EXTRACT PROVIDED start

Further, in addition to the process (A), the execution cost evaluation unit 212 can execute the following process (B). (B) As a result of an analysis of the state space, the execution cost evaluation unit 212 generates, regarding an access in which the time interval of the transition of the state from the state 1 to the state 2 is less than or equal to the interval (threshold) of a predetermined allowable time and an action defined in the determination sample in the state 1 differs from an action defined in the determination sample in the state 2, a sample policy that defines the actions corresponding to the access as being the same action (e.g., an authorization or a denial). The fact that the time interval of the transition from the state 1 to the state 2 is less than or equal to the interval of a predetermined allowable time means that the feasibility of changing the action in the state 1 and the state 2 (the feasibility of changing the action over time) is less than a predetermined threshold.

The execution cost evaluation unit 212 determines the same action defined for the states 1 and 2 by using, for example, at least either the determination sample acquired by the information acquisition unit 211 or information about a result of at least either the risk assessment or the needs assessment stored in the data store 23. The risk assessment indicates the level of security required for the access pattern subject to determination for the access control, and the needs assessment indicates the level of needs required for the access pattern subject to determination for the access control.

EXTRACT PROVIDED end
EXTRACTED RECORDS start

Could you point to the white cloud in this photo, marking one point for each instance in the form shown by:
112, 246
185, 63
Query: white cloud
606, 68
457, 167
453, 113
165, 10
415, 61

EXTRACTED RECORDS end

→ TASK LIST:
#1 Copy the stretch of the access control passage from "The execution cost evaluation unit 212 determines" through "the access control.".
#2 According to the access control passage, what does the risk assessment indicate?
#3 Pick up the access control passage after its final sentence and keep writing it.
The records bear no relation to the access control passage.

→ EXERCISE RESPONSES:
#1
The execution cost evaluation unit 212 determines the same action defined for the states 1 and 2 by using, for example, at least either the determination sample acquired by the information acquisition unit 211 or information about a result of at least either the risk assessment or the needs assessment stored in the data store 23. The risk assessment indicates the level of security required for the access pattern subject to determination for the access control, and the needs assessment indicates the level of needs required for the access pattern subject to determination for the access control.

#2 It indicates the level of security required for the access pattern subject to determination for the access control.

#3
For example, in the risk assessment, when the risk set in the ID of the drone R is greater than or equal to a predetermined threshold, the execution cost evaluation unit 212 determines actions defined for the states 1 and 2 to be a “denial”. As another example, when the risk set in the ID of the drone R is less than a predetermined threshold in the risk assessment, and the needs set in the ID of the drone R is greater than or equal to a predetermined threshold in the needs assessment, the execution cost evaluation unit 212 determines actions defined for the states 1 and 2 to be an “authorization”. Note that when the risk set in the ID of the drone R is less than a predetermined threshold in the risk assessment and the needs set in the ID of the drone R is less than a predetermined threshold in the needs assessment, the execution cost evaluation unit 212 may determine actions defined for the states 1 and 2 to be either an “authorization” or a “denial”. In this way, the execution cost evaluation unit 212 determines an action in which one of the level of needs and the level of security is satisfied, and newly generates a sample policy in which the determined action is defined.

An additional determination sample policy (hereinafter may be referred to as an additional determination sample) set as described above is input to the policy generation model described below. By this configuration, the policy generated by the policy generation unit 213 is controlled so as to define the same action for the states 1 and 2.

For example, in the example shown in FIG. 4A, it is assumed that the moving speed of the drone R is so high that it is practically difficult to control access by accurately understanding a movement state of the drone R with the access control apparatus. Under the above circumstances, when the determination sample defines that the action is changed in accordance with the position of the drone R, it is not realistic to control access based on this definition, and it is expected that the execution cost will increase. In such a case, the actions determined for the states 1 and 2 are set to be the same action by the process (B), whereby it is possible to reduce the execution cost for access control.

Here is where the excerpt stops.